+++ DOCUMENT SEGMENT +++

17 February 2022

Ukraine, Russia, and what about us?

Screenshot from source.  

"Who are you Americans to claim the moral high ground?"

When discussing the Ukrainian/Russian/NATO tensions, I sometimes encounter some variation on this theme of the USA's many imperfections.

These imperfections may be general (we're captive to capitalism; we have genocidal and racist blood on our hands; in the USA, civil liberties are for the privileged), or they may be more specific (we promised no NATO expansion; we can't understand Russia's geographic vulnerability; NATO's "Pax Americana" is a form of colonialism).

Life is complicated. All of these points deserve due attention, but we cannot compensate for the USA's flaws by excusing the gaslighting and manipulations of Vladimir Putin's teams. 

A few years ago, I published a link on this blog to an openDemocracy article by Philip Evans, "Why Russia watchers should listen to Glenn Greenwald." (As you read the article, you'll see that Greenwald is a convenient reference but not central to the author's main points.) For the most part, I agree with almost everything in the article, noting that Evans doesn't gloss over the authoritarianism we see in Russia's political life, and doesn't argue for perfect equivalence between countries.

However, at the heart of the article is this assertion:

If you are going to criticise a foreign government, then you are morally obliged to be just as scrupulous with your own.

I agree in principle, but also want to say, it's not that simple. A lot depends on who "you" is.

Screenshot; source.  
For the community of Christian pacifists (none of whom are, of course, authorized to speak for all of us), I would agree that our common witness should direct the same intelligent and compassionate skepticism at all social and political structures, not favoring the system we happen to live in. We are citizens of another commonwealth entirely, and the Prince of Peace is our guide.

Furthermore, we have (or ought to have) some kind of mutual accountability, which we generally exercise within our congregational and denominational structures, with elders to help us, and so on. Given this mutual accountability, I'm not required to be equally critical of the USA and Russia at all times.

If I'm writing about the vanishing public space for freedom of conscience in Russia, I'm not personally required to balance each detail with an equivalent sin in the USA, even though in our  cash-dominated, Trump- and Bannon-warped body politic, that job needs to be done. Of course, there are propagandists on Russian government payrolls that do an excellent job at whataboutism, but just as I might focus at this moment on Russian leaders' corrupt dealings with Ukraine, someone else in our faithful and mutually accountable division of labor will be focusing the same quality of examination on the USA's variable faithfulness to its own founding ideals. The community of people who care about civil society and freedom of conscience everywhere should help each other preserve the unblinking and independent moral vision that Philip Evans advocates.

+++ STORED DATA +++

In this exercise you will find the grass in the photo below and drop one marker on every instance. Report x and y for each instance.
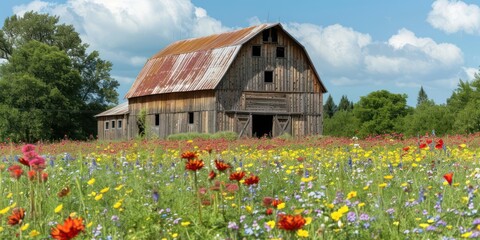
(342, 188)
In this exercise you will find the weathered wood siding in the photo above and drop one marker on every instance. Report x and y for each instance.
(295, 90)
(118, 132)
(173, 112)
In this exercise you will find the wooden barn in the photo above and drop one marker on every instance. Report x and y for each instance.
(256, 81)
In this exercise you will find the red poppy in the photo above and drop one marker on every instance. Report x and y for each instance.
(237, 176)
(439, 144)
(449, 177)
(17, 216)
(16, 171)
(221, 165)
(194, 164)
(189, 155)
(251, 180)
(71, 228)
(291, 223)
(212, 175)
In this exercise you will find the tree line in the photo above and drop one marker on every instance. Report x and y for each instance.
(50, 85)
(382, 112)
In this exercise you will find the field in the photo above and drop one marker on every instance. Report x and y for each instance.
(315, 188)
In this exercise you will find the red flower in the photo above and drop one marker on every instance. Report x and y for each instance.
(221, 166)
(189, 155)
(194, 165)
(71, 228)
(212, 175)
(251, 180)
(17, 216)
(15, 171)
(237, 176)
(291, 223)
(439, 144)
(449, 177)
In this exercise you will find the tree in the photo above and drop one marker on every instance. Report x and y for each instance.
(422, 97)
(380, 112)
(345, 104)
(81, 81)
(329, 108)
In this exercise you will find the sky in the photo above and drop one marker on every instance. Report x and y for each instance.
(357, 47)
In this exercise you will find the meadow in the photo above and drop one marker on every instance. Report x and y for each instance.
(383, 187)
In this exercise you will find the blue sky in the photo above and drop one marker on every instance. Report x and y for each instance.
(357, 46)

+++

#### PROBLEMS AND TASKS:
**A)** According to the post on Ukraine and Russia, which publication ran the Philip Evans article that the author linked to on the blog?
**B)** Say whether each statement agrees with the post on Ukraine and Russia, quoting the words that decide it: (i) The author agrees with almost everything in the Evans article. (ii) Evans argues for perfect equivalence between countries. (iii) Greenwald is central to the main points of the Evans article.
**C)** List every imperfection of the USA that the post on Ukraine and Russia gives as an example, both the general ones and the specific ones.

#### ANSWERS FOR THE EXERCISE:
**A)** openDemocracy

**B)**
(i) Yes: "For the most part, I agree with almost everything in the article"
(ii) No: "doesn't argue for perfect equivalence between countries"
(iii) No: "Greenwald is a convenient reference but not central to the author's main points"

**C)**
General:
- we're captive to capitalism
- we have genocidal and racist blood on our hands
- in the USA, civil liberties are for the privileged

Specific:
- we promised no NATO expansion
- we can't understand Russia's geographic vulnerability
- NATO's "Pax Americana" is a form of colonialism